WHAT IS ASKED
1. In the porcelain paver patio FAQ, change the passage that begins with the words "Usually yes —" and ends with "the estimate visit." by writing it out again with "pressure-wash" in place of "power-wash".
2. Extend the porcelain paver patio FAQ, picking up right after its final line.

PAGE EXTRACT
•••
Why does Handis insist on 2 cm pavers and not 1 cm or standard interior porcelain?
Because 2 cm (20 mm) exterior-rated porcelain is the only thickness that holds in a Pacific Northwest freeze-thaw climate. Standard interior porcelain at 8 to 10 mm has a water absorption rate of 0.5 to 3 percent — fine for a heated indoor floor, wrong for an outdoor patio that goes through freeze-thaw every winter. 2 cm exterior porcelain is tested to ASTM C1026 with water absorption under 0.5 percent and stays dimensionally stable through the temperature cycle. The 1 cm exterior porcelain that some manufacturers offer is not freeze-thaw rated and we do not install it. The product spec sheet for the paver we install goes on the quote.
Can I put a porcelain paver patio over my existing concrete slab?
Usually yes — if the slab is structurally sound (no major cracks, no spalling, no settlement). We power-wash the slab to clean off any oil, sealer, or efflorescence, repair any hairline cracks with Sika 1a or Sika Crack Flex Sealant, allow 24 hours cure, then mortar-set the pavers with polymer-modified exterior thinset and back-buttering on every paver. The result is a permanent install that adds a finished porcelain surface over the existing slab without the cost of demo and re-pour. If the slab has structural cracks, settlement, or spalling, we recommend a different install method (sand-set on a fresh base after demo, or a pedestal install over the cracked surface) and we tell you on the estimate visit.
How long does a porcelain paver patio install take?
Path-dependent. A 200-square-foot at-grade sand-set patio runs three to four working days (excavation, base prep, paver set, polymeric sand activation). A 300-square-foot mortar-set patio on an existing slab runs three to four working days plus 24-hour thinset cure and 48-hour grout cure. A 300-square-foot pedestal install runs three working days. A 400 to 500-square-foot premium pedestal install on a roof deck or sloped yard runs five to seven working days because the height adjustment at each pedestal is the schedule driver. The patio is open to foot traffic 24 hours after grout (mortar-set) or polymeric sand activation (sand-set); heavy use waits 72 hours.
What about drainage — does the patio drain or does water sit?
•••
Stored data
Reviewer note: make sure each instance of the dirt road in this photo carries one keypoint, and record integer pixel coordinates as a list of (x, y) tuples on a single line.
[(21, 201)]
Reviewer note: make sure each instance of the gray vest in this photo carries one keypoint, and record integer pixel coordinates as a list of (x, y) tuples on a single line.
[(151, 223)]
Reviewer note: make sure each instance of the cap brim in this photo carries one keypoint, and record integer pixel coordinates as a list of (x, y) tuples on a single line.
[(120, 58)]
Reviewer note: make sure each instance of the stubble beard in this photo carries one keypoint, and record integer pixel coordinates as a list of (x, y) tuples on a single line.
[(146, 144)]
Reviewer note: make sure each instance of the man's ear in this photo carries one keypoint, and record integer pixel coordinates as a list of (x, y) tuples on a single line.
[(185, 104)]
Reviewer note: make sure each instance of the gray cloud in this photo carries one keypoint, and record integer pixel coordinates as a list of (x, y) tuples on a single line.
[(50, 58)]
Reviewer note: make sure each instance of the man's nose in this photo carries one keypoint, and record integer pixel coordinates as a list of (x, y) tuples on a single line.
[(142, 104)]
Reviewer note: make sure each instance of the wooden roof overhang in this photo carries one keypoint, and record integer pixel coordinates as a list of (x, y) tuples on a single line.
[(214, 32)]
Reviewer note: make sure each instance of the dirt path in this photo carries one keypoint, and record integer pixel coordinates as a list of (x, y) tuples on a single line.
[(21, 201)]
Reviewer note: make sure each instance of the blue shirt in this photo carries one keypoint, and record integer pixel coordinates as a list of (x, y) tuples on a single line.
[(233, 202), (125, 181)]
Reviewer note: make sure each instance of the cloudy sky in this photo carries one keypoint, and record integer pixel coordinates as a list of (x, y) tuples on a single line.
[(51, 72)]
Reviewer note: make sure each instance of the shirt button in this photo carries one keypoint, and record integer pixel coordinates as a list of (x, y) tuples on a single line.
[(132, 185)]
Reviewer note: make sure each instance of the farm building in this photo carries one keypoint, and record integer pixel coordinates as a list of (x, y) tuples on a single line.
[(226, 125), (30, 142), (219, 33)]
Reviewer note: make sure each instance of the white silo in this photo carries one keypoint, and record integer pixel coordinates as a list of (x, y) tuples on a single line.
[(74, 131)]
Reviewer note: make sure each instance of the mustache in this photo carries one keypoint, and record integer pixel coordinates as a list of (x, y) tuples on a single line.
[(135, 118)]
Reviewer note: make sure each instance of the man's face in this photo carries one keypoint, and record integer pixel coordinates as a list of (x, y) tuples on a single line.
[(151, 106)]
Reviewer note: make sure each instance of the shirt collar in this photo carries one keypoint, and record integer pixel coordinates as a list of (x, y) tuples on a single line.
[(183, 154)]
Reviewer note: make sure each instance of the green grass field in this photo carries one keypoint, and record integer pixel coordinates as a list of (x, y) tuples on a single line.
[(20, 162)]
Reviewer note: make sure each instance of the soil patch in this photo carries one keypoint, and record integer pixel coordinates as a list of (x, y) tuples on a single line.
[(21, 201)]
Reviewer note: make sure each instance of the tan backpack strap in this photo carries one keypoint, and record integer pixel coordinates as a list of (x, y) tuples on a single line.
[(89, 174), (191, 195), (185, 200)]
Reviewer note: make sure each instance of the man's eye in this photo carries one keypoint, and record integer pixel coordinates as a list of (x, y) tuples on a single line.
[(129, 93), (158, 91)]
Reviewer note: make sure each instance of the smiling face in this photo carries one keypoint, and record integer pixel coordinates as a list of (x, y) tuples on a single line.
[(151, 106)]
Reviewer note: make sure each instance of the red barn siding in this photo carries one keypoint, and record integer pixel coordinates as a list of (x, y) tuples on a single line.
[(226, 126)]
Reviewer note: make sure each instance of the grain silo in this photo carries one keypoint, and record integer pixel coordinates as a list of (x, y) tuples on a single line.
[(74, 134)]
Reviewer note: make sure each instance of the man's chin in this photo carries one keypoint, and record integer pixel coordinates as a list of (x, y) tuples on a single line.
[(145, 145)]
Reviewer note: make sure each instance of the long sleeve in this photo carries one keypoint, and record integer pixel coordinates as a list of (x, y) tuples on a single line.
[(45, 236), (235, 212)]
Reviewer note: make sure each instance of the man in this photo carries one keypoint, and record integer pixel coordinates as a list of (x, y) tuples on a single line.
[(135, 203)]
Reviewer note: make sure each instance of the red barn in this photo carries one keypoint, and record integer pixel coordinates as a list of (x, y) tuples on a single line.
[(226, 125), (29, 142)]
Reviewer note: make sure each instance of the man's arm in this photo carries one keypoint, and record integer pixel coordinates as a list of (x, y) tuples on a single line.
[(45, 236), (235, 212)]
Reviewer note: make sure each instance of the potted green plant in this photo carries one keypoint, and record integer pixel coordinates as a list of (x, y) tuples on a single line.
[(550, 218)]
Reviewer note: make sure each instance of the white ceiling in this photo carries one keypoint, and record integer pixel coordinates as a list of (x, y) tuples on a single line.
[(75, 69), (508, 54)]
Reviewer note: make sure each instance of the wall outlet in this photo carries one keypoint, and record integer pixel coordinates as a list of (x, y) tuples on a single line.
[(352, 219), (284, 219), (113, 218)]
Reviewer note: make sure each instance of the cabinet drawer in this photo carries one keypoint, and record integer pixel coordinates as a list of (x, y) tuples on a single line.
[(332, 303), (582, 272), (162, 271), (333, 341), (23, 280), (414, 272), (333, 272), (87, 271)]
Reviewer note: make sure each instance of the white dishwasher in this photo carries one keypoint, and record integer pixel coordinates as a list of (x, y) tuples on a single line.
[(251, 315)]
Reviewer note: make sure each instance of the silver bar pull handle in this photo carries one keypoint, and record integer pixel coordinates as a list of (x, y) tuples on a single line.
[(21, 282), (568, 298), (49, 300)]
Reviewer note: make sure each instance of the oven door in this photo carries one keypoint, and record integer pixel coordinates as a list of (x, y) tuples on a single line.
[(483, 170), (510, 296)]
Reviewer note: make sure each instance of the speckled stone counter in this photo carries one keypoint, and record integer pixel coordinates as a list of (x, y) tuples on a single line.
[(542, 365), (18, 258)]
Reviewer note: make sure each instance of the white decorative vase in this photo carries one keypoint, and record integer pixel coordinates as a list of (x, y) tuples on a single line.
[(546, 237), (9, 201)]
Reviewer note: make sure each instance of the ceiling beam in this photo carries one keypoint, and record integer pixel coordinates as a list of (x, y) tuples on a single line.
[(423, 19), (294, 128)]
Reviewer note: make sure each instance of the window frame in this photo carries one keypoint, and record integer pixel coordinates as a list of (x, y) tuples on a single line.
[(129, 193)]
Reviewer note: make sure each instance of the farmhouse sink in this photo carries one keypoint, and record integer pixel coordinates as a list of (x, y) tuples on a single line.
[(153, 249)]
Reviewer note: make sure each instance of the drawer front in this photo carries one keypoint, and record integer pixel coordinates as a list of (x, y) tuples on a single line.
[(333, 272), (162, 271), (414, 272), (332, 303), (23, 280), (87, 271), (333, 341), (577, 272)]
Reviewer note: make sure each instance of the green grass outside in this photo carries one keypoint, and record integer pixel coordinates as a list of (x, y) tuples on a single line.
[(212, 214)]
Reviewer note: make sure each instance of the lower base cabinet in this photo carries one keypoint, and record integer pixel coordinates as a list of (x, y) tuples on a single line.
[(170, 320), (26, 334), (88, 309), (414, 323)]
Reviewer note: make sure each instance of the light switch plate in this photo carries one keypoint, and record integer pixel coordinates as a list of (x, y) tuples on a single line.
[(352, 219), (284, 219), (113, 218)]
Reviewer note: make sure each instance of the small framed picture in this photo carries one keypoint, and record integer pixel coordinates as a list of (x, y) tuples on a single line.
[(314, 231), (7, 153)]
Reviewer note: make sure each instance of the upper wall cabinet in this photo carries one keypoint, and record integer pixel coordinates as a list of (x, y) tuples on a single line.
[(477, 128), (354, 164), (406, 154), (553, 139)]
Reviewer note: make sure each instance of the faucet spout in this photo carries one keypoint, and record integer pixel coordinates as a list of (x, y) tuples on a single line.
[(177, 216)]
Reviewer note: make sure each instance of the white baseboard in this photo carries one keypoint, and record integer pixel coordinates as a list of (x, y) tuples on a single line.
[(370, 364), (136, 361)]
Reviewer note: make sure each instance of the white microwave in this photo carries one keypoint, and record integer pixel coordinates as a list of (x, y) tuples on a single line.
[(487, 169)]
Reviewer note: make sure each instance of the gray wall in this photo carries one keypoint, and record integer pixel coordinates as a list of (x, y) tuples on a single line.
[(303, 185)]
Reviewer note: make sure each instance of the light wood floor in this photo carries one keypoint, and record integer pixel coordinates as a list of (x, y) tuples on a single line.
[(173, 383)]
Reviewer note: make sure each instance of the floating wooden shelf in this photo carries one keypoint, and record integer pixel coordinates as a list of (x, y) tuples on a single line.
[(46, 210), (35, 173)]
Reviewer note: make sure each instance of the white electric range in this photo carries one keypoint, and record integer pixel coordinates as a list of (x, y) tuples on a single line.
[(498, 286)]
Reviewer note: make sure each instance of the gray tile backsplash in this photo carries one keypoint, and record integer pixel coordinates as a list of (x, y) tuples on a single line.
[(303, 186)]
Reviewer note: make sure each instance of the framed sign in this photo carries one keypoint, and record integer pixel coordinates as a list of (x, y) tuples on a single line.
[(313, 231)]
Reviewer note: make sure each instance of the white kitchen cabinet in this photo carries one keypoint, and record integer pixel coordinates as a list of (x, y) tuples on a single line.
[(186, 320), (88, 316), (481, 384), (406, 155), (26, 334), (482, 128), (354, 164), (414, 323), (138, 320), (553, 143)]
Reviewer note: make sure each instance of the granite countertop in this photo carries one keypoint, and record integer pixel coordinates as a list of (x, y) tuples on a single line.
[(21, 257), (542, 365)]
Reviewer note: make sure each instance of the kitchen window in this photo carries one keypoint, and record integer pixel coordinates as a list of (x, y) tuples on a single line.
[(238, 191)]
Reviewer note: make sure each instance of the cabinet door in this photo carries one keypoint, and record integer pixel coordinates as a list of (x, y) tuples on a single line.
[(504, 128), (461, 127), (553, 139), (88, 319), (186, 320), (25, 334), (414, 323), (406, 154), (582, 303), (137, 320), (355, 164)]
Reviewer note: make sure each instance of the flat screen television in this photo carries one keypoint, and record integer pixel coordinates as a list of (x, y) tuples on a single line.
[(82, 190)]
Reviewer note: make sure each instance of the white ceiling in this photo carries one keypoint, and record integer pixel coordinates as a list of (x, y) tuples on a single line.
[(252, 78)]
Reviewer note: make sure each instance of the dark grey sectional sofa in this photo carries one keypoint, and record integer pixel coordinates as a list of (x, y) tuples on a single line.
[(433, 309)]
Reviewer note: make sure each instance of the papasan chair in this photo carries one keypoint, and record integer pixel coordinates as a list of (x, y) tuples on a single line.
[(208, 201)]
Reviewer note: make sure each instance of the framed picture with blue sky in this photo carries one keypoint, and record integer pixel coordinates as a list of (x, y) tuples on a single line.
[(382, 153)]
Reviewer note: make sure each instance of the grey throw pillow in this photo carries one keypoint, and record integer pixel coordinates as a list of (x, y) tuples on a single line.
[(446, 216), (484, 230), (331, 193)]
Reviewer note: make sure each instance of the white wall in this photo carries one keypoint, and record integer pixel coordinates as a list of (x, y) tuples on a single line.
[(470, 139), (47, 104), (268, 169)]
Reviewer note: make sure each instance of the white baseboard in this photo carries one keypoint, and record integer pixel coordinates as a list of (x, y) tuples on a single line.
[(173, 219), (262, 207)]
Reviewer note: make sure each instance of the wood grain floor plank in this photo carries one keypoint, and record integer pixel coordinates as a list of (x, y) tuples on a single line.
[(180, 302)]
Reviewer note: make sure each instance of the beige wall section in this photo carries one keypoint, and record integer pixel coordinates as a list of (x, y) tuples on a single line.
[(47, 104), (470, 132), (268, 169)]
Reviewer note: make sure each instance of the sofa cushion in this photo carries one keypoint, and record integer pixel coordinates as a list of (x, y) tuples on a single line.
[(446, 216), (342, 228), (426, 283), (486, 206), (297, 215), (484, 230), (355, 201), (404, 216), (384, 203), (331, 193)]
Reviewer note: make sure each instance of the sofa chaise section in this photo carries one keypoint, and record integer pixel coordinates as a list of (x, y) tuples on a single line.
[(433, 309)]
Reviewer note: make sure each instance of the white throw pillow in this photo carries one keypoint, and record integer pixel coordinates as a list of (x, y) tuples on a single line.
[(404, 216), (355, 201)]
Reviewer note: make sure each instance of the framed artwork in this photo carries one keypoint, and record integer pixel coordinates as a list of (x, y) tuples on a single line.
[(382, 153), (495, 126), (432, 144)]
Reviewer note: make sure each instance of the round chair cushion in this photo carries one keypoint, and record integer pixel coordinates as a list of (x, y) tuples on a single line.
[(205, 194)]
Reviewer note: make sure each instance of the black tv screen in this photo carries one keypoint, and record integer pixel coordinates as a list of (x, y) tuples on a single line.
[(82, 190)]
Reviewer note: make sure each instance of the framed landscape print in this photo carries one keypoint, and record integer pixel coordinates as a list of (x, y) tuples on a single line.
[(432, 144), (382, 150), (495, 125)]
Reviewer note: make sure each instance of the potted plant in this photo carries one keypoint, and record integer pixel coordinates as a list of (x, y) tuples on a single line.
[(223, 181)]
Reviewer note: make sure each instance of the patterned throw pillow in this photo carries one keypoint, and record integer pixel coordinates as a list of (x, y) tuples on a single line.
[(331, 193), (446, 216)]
•••
RESPONSES PER TASK
1.
Usually yes — if the slab is structurally sound (no major cracks, no spalling, no settlement). We pressure-wash the slab to clean off any oil, sealer, or efflorescence, repair any hairline cracks with Sika 1a or Sika Crack Flex Sealant, allow 24 hours cure, then mortar-set the pavers with polymer-modified exterior thinset and back-buttering on every paver. The result is a permanent install that adds a finished porcelain surface over the existing slab without the cost of demo and re-pour. If the slab has structural cracks, settlement, or spalling, we recommend a different install method (sand-set on a fresh base after demo, or a pedestal install over the cracked surface) and we tell you on the estimate visit.

2.
Drainage depends on the install method. Pedestal installs drain through the open joints to the substrate below; the substrate slope handles the water flow (a roof deck drains to the scupper, a balcony drains to the deck-edge drain). Sand-set installs drain through the polymeric-sanded joints to the gravel base, which drains to perimeter or subdrain depending on the site. Mortar-set installs drain across the surface with a slight slope built into the substrate (1/8 inch per foot minimum) toward a flush-mount drain channel or off the patio edge. We verify drainage on the estimate visit and design the install so water does not pool on the surface.
Will the pavers stay slip-resistant in the wet season?
Yes — that is the point of specifying a paver with a documented wet coefficient of friction (COF) at or above 0.42 per ANSI A137.1 for any outdoor walking surface and 0.60 minimum for splash zones around pools and hot tubs per CTIOA recommended practice. The COF spec sheet for the paver we install goes on the quote so you see the slip-resistance number before you sign. Pavers with a polished or honed surface read lower on the COF scale and we do not install them on exterior walking surfaces unless you specifically request the look and accept the slip-resistance trade-off in writing.
Can I lift a paver later for substrate access or membrane inspection?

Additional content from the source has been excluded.